• _DOCUMENT SECTION_:

○ ○ ○ ○ ○ ○ ○

[Bug libc/30287] New: sigevent needs a notification method compatible with poll

bugzilla at tecnocode dot co.uk sourceware-bugzilla@sourceware.org
Wed Mar 29 15:54:32 GMT 2023


https://sourceware.org/bugzilla/show_bug.cgi?id=30287

            Bug ID: 30287
           Summary: sigevent needs a notification method compatible with
                    poll
           Product: glibc
           Version: unspecified
            Status: UNCONFIRMED
          Severity: enhancement
          Priority: P2
         Component: libc
          Assignee: unassigned at sourceware dot org
          Reporter: bugzilla at tecnocode dot co.uk
                CC: drepper.fsp at gmail dot com
  Target Milestone: ---

I was recently trying to use `getaddrinfo_a()` to do asynchronous name lookups
in a library (GLib), and found that tying it in with a `poll()`/`epoll()`-based
main loop was quite hard.

sigevent currently provides two notification mechanisms: `SIGEV_SIGNAL` and
`SIGEV_THREAD` (I’m ignoring `SIGEV_THREAD_ID` because it’s basically just a
signal).

`SIGEV_SIGNAL` is not usable from libraries because to do so requires modifying
the process’ signal mask, which could impact on code outside the library, or on
spawned subprocesses.

`SIGEV_THREAD` spawns a new thread (via `pthread_create()`) for every return
from `getaddrinfo_a()`, which works but is not very performant.

○ ○ ○ ○ ○ ○ ○

• _SET EXERCISE 1_: In one to three sentences, explain why the bug report says `SIGEV_SIGNAL` is not usable from libraries.
• _SET EXERCISE 2_: Please update the bug report's passage from "I was recently" to "spawned subprocesses.", replacing "spawned subprocesses" with "child processes".
• _SET EXERCISE 3_: Write what comes next in the bug report, picking up after its final sentence about `SIGEV_THREAD`.
You won't need the listing for any of this.

• _DATASET EXCERPT_:
○ ○ ○ ○ ○ ○ ○

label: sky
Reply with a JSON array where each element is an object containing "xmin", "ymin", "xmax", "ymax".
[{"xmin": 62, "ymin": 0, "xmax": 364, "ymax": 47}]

○ ○ ○ ○ ○ ○ ○

• _FINAL RESULT 1_: Using `SIGEV_SIGNAL` requires modifying the process' signal mask. That change could affect code outside the library or spawned subprocesses.

• _FINAL RESULT 2_:
I was recently trying to use `getaddrinfo_a()` to do asynchronous name lookups
in a library (GLib), and found that tying it in with a `poll()`/`epoll()`-based
main loop was quite hard.

sigevent currently provides two notification mechanisms: `SIGEV_SIGNAL` and
`SIGEV_THREAD` (I’m ignoring `SIGEV_THREAD_ID` because it’s basically just a
signal).

`SIGEV_SIGNAL` is not usable from libraries because to do so requires modifying
the process’ signal mask, which could impact on code outside the library, or on
child processes.

• _FINAL RESULT 3_:
Would it be possible to add an additional notification mechanism which writes
to a given FD, or something like that? Then that could easily be integrated
into the `poll()`-based main loop which is common to many libraries
(particularly those built around GLib, but also others) by passing one half of
a `pipe()` to sigevent.

Or perhaps another notification mechanism which just calls a provided function
and passes it an arbitrary user-supplied context pointer, and makes no
guarantees about the function execution context/thread? Then the user-supplied
function can do whatever it needs to to call back into the rest of the user
code in a thread-safe manner. This would be like `SIGEV_THREAD`, but calling
the user-provided function without `pthread_create()` first.

-- 
You are receiving this mail because:
You are on the CC list for the bug.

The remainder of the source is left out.